▶ [SET TASK] Your task is to print every entry below exactly as given.

▶ [Items from a data source]
********************

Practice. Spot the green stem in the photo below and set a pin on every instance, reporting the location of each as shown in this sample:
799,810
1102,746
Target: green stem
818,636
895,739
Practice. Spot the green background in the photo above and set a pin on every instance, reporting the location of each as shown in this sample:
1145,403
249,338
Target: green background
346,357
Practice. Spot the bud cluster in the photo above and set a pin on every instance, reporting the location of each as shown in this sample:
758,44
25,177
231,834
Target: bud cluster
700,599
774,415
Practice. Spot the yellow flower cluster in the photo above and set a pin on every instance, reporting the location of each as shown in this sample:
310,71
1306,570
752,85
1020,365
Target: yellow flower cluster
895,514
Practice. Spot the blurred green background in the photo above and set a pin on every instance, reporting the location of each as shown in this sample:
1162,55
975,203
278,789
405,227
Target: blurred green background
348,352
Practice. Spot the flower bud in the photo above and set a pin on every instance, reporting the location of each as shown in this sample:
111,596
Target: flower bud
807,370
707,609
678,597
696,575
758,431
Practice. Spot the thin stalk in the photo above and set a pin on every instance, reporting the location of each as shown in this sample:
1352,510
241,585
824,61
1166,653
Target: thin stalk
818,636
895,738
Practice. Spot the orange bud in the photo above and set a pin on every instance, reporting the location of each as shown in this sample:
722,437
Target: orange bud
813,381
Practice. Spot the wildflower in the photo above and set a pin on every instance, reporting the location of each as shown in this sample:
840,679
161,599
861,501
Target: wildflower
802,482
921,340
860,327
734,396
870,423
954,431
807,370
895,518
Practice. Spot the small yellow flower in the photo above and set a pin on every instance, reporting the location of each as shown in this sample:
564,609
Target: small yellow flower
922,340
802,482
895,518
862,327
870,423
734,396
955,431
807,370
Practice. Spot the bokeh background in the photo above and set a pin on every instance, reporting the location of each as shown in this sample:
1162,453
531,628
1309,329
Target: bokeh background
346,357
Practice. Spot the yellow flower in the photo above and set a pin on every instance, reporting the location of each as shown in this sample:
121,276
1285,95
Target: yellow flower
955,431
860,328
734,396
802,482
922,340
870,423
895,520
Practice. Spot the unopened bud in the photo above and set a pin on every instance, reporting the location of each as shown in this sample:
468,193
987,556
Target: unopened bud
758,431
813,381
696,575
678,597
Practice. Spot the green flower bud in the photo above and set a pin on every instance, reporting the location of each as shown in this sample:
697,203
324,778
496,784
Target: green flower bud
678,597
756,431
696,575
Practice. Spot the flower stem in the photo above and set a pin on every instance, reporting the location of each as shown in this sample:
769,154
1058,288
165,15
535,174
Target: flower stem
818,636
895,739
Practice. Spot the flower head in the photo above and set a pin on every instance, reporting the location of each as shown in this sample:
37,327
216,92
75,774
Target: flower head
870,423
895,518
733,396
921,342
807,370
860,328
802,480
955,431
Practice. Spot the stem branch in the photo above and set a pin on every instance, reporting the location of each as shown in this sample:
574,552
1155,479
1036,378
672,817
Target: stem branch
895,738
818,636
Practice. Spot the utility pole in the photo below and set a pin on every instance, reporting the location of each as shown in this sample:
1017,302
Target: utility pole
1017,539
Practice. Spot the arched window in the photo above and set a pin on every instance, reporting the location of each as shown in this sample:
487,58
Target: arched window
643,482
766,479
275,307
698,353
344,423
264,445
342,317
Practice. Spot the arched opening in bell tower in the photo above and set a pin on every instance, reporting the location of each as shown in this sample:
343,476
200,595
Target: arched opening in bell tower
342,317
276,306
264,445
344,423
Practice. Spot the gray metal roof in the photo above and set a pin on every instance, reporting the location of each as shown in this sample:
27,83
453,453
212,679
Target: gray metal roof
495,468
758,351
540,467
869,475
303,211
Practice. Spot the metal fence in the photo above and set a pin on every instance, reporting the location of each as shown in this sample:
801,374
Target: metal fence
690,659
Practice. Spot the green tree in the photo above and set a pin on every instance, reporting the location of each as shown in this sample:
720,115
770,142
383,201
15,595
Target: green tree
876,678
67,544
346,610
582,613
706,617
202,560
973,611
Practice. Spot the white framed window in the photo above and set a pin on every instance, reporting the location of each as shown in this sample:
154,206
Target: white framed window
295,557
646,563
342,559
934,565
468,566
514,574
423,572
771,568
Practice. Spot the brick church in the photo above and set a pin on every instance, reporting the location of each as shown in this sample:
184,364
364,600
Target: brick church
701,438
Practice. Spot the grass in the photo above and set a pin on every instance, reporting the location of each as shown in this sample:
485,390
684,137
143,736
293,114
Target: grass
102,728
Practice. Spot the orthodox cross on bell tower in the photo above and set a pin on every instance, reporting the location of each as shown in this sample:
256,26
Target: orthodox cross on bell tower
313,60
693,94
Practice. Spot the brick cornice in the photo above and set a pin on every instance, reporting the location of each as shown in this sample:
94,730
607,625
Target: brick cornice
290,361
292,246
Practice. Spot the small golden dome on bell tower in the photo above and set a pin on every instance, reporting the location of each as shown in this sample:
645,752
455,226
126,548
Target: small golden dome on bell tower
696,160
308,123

********************

▶ [WRITTEN RESPONSE]
Practice. Spot the green stem in the photo below and set a pin on every instance, reporting the location of each as shown in this sample:
799,810
1102,746
Target: green stem
818,636
895,739
Practice. Spot the green background in the photo above and set a pin on every instance, reporting the location of each as shown in this sample:
1145,403
249,338
Target: green background
346,357
Practice. Spot the bud cluster in the photo above and set a pin on every instance, reporting the location of each as shown in this sample:
758,44
25,177
231,834
Target: bud cluster
700,599
774,415
Practice. Spot the yellow flower cluster in the photo above and set a pin on every instance, reporting the location of each as shown in this sample:
310,71
1306,570
752,85
1020,365
Target: yellow flower cluster
895,514
Practice. Spot the blurred green background in the photo above and set a pin on every instance, reporting the location of each as shown in this sample:
1162,55
975,203
278,789
405,227
Target: blurred green background
348,352
Practice. Spot the flower bud in the photo above and set a pin on every instance, reporting the location of each as shown in this sample:
111,596
Target: flower bud
807,370
707,609
678,597
696,575
758,431
Practice. Spot the thin stalk in the photo above and set a pin on every instance, reporting the location of each as shown in this sample:
1352,510
241,585
824,61
1166,653
Target: thin stalk
818,636
895,738
Practice. Spot the orange bud in the photo above and set a pin on every instance, reporting the location of each as shown in this sample:
722,437
Target: orange bud
813,381
Practice. Spot the wildflower in the photo above and set a pin on every instance, reporting the location of each as shown in this sample:
840,679
161,599
861,501
Target: wildflower
802,482
921,340
860,327
734,396
870,423
954,431
807,370
895,518
Practice. Spot the small yellow flower in the photo above and set a pin on every instance, reporting the location of each as shown in this sample:
564,609
Target: small yellow flower
922,340
802,482
895,518
862,327
870,423
734,396
955,431
807,370
Practice. Spot the bokeh background in the photo above and set a pin on every instance, reporting the location of each as shown in this sample:
1162,453
531,628
1309,329
Target: bokeh background
346,357
Practice. Spot the yellow flower in the photo above and set a pin on every instance, reporting the location of each as shown in this sample:
121,276
1285,95
Target: yellow flower
955,431
860,328
734,396
802,482
922,340
870,423
895,520
Practice. Spot the unopened bud in the photo above and set a pin on every instance, reporting the location of each as shown in this sample:
468,193
987,556
Target: unopened bud
758,431
813,381
696,575
678,597
Practice. Spot the green flower bud in the photo above and set a pin on every instance, reporting the location of each as shown in this sample:
697,203
324,778
496,784
Target: green flower bud
678,597
756,431
696,575
Practice. Spot the flower stem in the photo above and set a pin on every instance, reporting the location of each as shown in this sample:
769,154
1058,288
165,15
535,174
Target: flower stem
818,636
895,739
Practice. Spot the flower head in the photo above and set a pin on every instance, reporting the location of each as shown in this sample:
37,327
216,92
75,774
Target: flower head
870,423
895,518
733,396
921,342
807,370
860,328
802,480
955,431
Practice. Spot the stem branch in the photo above and set a pin on every instance, reporting the location of each as shown in this sample:
574,552
1155,479
1036,378
672,817
Target: stem branch
895,738
818,636
Practice. Spot the utility pole in the photo below and set a pin on every instance, reporting the location of each as shown in this sample:
1017,302
Target: utility pole
1017,539
Practice. Spot the arched window in the photo above and set a pin on every instance, reporting the location of each as shown in this sample:
487,58
Target: arched window
643,482
766,479
275,307
698,353
344,423
264,445
342,317
Practice. Spot the arched opening in bell tower in the photo above and set a pin on every instance, reporting the location of each as shown in this sample:
343,476
200,595
Target: arched opening in bell tower
342,317
276,306
264,445
344,423
Practice. Spot the gray metal roof in the photo above and set a pin on every instance, reporting the location of each as shown in this sample:
27,83
453,453
212,679
Target: gray metal roof
495,468
758,351
540,467
869,475
303,211
Practice. Spot the metal fence in the photo above and set a pin on every instance, reporting the location of each as shown in this sample:
801,374
Target: metal fence
690,659
Practice. Spot the green tree in the photo above and set a pin on every instance, reporting the location of each as shown in this sample:
720,115
770,142
383,201
15,595
Target: green tree
876,678
67,544
346,610
582,613
706,617
202,560
973,611
Practice. Spot the white framed window in the photo above and set a pin on every instance, reporting the location of each as shown in this sample:
154,206
Target: white framed window
295,557
646,563
342,559
934,565
468,566
514,574
423,572
771,568
Practice. Spot the brick church in the photo above and set a pin on every instance, reporting the location of each as shown in this sample:
184,364
364,600
Target: brick church
701,438
Practice. Spot the grass in the photo above and set a pin on every instance, reporting the location of each as shown in this sample:
485,390
684,137
143,736
293,114
Target: grass
102,728
Practice. Spot the orthodox cross on bell tower in the photo above and set a pin on every instance, reporting the location of each as shown in this sample:
256,26
Target: orthodox cross on bell tower
313,60
693,94
Practice. Spot the brick cornice in the photo above and set a pin on every instance, reporting the location of each as shown in this sample:
94,730
607,625
Target: brick cornice
290,361
292,246
Practice. Spot the small golden dome on bell tower in the photo above and set a pin on every instance, reporting the location of each as shown in this sample:
645,752
455,226
126,548
Target: small golden dome on bell tower
696,160
308,123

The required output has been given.